* SELECTED EXTRACT:
● ● ● ●
It was on this day in 1642 that Abel Tasman discovered the island that bears his name.  Tasman is an explorer that I feel sorry for.  He is not remembered as a ‘great’ explorer like Captain Cook.  In his own lifetime his employers, the Dutch East India Company, expressed their disappointment with his findings.  They thought that a more diligent explorer might have made a better fist of mapping and exploring the territories that he found.

On his first voyage of discovery he sailed right around Australia, and managed to miss it!  Quite a feat.

When you see his track in 1642 it does seem very much like a sail by and not a discovery trip.  And when he did hit Tasmania, was he not curious to see how far north he could map the land?  But bear in mind the sailing technology of the time!  He was doing his best with what he had.  It was a huge task for them to land at all in Tasmania.  One of his crew had to swim to shore in a storm to plant a flag.  He tried to sail north but was blown away by the weather.  Even today the Bass Strait has a bit of a reputation with sailors.
● ● ● ●
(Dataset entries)
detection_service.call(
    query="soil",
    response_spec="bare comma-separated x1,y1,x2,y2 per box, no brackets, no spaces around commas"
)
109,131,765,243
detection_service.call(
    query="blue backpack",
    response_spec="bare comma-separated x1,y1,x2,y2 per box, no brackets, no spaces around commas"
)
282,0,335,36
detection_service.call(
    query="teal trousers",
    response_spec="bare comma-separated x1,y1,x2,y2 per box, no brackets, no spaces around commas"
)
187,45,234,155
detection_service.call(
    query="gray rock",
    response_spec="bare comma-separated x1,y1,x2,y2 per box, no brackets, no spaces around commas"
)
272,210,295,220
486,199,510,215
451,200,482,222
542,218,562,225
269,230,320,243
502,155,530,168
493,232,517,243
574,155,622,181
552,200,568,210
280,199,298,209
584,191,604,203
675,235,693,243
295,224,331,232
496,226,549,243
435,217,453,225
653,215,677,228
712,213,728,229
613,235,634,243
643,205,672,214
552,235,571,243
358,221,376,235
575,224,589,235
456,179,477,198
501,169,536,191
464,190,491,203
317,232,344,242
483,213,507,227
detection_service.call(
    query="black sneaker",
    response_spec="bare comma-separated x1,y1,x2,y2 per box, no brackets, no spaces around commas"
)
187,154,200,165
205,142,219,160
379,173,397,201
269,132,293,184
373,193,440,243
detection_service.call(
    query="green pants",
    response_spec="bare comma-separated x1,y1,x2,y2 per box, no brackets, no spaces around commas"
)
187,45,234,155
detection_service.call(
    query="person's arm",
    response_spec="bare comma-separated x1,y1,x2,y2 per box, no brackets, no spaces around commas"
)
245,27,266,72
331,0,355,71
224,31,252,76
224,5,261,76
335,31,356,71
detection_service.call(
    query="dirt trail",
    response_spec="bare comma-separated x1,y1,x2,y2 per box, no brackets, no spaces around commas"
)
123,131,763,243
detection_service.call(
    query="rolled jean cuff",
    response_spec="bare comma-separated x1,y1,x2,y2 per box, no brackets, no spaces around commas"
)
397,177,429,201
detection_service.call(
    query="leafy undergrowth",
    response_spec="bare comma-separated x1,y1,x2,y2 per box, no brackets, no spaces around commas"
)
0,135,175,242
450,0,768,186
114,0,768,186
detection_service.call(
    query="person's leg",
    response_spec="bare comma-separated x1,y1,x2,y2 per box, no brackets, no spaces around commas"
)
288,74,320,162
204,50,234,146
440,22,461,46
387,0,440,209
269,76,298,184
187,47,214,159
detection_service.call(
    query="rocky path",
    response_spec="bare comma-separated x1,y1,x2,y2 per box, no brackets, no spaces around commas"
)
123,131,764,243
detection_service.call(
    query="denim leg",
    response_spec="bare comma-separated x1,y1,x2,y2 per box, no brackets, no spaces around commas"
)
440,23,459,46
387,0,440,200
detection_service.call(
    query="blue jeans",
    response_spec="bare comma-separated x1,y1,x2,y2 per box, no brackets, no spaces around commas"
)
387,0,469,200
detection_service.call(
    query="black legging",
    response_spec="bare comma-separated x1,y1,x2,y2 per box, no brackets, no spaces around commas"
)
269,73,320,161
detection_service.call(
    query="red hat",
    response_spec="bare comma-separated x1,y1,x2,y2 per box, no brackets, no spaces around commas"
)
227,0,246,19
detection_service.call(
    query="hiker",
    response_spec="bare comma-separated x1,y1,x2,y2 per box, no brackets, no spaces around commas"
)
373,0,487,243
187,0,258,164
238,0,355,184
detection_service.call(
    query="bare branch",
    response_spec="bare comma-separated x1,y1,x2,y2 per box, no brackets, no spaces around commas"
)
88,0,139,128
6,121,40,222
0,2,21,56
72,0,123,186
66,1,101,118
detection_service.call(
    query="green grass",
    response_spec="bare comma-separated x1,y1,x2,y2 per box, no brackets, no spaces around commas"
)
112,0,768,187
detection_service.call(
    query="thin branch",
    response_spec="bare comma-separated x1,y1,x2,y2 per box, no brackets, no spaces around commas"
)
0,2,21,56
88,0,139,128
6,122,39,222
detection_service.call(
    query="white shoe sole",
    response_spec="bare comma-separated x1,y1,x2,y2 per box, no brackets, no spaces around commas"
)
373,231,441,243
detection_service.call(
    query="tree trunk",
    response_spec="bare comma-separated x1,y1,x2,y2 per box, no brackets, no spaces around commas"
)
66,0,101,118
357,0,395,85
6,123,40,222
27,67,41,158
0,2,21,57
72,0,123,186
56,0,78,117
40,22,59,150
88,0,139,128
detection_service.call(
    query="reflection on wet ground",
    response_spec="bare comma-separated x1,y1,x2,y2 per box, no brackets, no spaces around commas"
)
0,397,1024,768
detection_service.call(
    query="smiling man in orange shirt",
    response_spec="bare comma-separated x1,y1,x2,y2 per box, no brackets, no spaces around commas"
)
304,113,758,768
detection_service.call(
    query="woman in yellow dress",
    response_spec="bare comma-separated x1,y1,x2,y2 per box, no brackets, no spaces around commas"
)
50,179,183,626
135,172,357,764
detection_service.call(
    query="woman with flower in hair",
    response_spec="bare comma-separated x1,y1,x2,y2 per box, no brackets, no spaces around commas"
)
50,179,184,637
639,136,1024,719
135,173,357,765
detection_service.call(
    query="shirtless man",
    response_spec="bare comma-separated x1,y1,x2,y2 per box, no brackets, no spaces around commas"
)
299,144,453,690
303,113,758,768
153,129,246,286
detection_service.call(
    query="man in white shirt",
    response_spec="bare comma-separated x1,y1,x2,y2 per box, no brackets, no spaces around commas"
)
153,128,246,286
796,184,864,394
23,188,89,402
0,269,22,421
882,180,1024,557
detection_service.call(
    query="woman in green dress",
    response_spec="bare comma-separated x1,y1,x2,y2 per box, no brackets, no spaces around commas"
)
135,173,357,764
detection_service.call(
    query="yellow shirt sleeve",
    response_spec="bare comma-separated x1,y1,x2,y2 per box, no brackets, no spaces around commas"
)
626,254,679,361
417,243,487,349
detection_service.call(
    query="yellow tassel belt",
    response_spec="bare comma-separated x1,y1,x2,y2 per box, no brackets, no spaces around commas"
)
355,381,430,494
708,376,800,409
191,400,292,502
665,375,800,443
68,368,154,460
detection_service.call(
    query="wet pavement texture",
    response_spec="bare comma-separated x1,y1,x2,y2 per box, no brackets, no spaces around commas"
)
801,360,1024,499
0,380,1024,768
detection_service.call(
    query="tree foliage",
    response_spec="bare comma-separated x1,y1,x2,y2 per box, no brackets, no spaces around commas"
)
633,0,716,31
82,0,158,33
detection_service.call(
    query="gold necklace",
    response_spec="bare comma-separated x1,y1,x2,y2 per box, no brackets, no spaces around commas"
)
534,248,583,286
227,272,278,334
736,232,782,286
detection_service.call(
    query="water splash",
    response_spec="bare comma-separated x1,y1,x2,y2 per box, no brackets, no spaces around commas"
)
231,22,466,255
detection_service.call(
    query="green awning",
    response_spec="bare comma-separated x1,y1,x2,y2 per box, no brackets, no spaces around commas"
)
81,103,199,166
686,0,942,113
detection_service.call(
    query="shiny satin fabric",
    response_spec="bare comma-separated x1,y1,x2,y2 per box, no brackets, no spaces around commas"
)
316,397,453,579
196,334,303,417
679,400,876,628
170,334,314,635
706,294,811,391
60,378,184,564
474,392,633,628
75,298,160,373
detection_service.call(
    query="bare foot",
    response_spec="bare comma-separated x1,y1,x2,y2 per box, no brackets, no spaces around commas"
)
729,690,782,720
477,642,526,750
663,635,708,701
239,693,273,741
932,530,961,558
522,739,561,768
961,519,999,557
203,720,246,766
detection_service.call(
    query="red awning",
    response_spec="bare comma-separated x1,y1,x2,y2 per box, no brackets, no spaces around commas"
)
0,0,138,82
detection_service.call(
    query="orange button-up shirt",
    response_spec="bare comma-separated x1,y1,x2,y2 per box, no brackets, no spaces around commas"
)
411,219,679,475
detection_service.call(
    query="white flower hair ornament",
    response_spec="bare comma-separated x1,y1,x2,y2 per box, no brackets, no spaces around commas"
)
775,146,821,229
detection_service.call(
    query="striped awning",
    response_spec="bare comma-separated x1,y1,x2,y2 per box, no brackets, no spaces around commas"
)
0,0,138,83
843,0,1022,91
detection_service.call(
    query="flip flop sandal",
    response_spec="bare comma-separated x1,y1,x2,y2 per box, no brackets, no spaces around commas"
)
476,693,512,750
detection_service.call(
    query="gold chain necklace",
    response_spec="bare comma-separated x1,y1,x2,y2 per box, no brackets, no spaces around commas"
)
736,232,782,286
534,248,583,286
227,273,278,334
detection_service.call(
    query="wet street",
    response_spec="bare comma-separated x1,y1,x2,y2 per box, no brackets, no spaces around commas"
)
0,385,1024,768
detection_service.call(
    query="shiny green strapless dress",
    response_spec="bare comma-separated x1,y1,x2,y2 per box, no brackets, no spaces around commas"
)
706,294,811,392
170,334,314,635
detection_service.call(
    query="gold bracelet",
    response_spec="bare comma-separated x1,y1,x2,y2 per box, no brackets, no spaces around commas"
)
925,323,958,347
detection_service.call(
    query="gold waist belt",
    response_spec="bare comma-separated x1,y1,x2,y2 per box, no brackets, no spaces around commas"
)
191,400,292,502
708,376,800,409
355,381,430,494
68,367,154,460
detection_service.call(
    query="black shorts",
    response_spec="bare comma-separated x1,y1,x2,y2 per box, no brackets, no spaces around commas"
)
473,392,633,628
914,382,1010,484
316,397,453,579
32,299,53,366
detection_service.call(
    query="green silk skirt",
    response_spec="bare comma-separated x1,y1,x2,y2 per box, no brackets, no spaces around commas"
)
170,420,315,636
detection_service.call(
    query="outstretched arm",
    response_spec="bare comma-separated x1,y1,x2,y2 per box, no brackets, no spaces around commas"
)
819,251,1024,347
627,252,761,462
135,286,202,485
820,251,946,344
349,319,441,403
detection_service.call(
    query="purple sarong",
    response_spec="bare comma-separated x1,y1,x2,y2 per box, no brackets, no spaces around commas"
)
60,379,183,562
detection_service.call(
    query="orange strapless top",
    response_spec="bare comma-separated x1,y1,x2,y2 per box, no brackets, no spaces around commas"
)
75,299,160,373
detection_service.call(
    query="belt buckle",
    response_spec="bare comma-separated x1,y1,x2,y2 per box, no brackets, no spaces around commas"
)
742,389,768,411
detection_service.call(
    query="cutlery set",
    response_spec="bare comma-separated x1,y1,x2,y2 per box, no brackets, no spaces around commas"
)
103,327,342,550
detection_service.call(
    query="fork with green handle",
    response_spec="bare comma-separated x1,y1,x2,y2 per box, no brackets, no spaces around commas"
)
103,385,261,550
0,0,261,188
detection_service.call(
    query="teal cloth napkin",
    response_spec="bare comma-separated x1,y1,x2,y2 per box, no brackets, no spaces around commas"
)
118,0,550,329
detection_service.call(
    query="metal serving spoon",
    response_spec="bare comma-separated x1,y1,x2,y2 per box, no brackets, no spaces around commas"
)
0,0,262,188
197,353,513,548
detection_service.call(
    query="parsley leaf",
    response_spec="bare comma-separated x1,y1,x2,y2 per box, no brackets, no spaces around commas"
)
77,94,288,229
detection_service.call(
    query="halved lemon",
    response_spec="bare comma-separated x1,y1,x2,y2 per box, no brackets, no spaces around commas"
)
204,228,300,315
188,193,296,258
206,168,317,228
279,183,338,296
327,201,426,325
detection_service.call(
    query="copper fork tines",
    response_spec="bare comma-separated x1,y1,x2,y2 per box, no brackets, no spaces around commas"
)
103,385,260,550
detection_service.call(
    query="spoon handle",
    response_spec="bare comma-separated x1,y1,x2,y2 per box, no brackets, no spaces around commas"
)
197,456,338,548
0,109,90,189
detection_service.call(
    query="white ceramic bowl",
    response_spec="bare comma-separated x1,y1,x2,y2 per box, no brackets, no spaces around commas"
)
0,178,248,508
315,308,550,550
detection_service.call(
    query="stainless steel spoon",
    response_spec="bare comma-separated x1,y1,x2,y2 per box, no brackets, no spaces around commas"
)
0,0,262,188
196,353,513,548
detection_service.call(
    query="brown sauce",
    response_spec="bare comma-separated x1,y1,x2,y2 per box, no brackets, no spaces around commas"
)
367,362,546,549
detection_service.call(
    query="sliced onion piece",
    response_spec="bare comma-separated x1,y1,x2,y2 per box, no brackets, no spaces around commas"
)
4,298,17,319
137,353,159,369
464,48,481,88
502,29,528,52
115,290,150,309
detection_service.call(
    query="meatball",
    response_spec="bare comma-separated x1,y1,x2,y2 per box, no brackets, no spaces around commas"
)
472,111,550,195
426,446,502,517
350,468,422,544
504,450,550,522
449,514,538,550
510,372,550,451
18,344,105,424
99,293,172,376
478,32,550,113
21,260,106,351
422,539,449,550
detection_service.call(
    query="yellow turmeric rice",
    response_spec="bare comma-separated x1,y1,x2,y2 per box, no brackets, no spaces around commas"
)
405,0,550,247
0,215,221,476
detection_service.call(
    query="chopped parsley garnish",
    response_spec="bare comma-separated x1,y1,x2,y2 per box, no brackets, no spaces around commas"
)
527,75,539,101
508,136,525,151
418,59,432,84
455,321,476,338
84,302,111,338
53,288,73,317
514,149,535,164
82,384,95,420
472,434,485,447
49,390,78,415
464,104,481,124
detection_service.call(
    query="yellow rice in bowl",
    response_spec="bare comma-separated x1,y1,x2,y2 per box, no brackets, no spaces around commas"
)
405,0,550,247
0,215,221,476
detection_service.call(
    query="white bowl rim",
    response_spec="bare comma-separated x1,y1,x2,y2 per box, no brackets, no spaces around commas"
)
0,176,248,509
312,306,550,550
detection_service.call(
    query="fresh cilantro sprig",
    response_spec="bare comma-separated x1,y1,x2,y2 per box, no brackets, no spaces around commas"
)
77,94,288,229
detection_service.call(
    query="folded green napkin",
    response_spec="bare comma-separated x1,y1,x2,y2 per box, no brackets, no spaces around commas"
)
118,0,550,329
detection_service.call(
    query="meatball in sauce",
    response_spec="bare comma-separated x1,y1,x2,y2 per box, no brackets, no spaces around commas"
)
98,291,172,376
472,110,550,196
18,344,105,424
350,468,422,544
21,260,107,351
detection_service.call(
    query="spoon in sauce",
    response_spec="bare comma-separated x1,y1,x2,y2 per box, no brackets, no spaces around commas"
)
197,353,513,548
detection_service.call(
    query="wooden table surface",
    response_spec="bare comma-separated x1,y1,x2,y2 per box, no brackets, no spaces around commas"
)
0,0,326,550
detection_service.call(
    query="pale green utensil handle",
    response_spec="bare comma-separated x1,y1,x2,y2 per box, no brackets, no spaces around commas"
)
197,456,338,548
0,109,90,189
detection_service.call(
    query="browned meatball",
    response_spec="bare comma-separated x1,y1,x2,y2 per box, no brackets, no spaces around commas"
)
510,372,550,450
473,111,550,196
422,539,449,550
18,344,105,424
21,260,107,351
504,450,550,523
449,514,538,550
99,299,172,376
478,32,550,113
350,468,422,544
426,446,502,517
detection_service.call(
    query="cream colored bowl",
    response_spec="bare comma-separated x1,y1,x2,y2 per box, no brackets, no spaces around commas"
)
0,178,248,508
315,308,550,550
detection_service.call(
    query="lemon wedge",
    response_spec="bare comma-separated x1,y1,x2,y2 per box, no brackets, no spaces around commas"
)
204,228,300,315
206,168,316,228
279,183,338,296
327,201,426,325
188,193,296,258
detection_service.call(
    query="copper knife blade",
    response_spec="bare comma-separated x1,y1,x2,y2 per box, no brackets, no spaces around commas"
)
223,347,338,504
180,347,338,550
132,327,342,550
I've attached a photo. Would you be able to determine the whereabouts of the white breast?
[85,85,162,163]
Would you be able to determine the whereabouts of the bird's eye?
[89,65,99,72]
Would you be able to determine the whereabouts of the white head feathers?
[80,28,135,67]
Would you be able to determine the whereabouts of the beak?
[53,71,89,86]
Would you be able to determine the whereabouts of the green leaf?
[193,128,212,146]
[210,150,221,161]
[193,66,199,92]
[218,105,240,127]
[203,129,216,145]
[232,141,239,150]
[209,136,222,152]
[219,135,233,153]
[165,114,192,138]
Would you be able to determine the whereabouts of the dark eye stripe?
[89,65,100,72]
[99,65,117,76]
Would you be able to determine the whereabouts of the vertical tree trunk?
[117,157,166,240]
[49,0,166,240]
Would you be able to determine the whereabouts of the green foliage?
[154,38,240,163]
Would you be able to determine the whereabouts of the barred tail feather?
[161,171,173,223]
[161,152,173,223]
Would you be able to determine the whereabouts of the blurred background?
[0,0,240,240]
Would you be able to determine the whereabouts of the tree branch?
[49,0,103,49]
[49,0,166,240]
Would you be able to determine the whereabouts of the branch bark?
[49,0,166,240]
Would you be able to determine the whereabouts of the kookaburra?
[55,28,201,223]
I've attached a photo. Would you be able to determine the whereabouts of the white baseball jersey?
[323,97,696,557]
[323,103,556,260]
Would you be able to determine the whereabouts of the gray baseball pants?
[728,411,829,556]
● ● ● ●
* TASKS TO COMPLETE:
a) Summarize the passage on Abel Tasman in two sentences.
b) Please copy the passage on Abel Tasman word for word, from "It was on this" to "that he found.".

* RESULTS:
a) In 1642 Abel Tasman discovered the island that bears his name, but he is not remembered as a great explorer, and the Dutch East India Company was disappointed with his findings. His track can look like a sail-by, yet he was working with the sailing technology of the time: landing in Tasmania was a huge task, and when he tried to sail north he was blown away by the weather.

b)
It was on this day in 1642 that Abel Tasman discovered the island that bears his name.  Tasman is an explorer that I feel sorry for.  He is not remembered as a ‘great’ explorer like Captain Cook.  In his own lifetime his employers, the Dutch East India Company, expressed their disappointment with his findings.  They thought that a more diligent explorer might have made a better fist of mapping and exploring the territories that he found.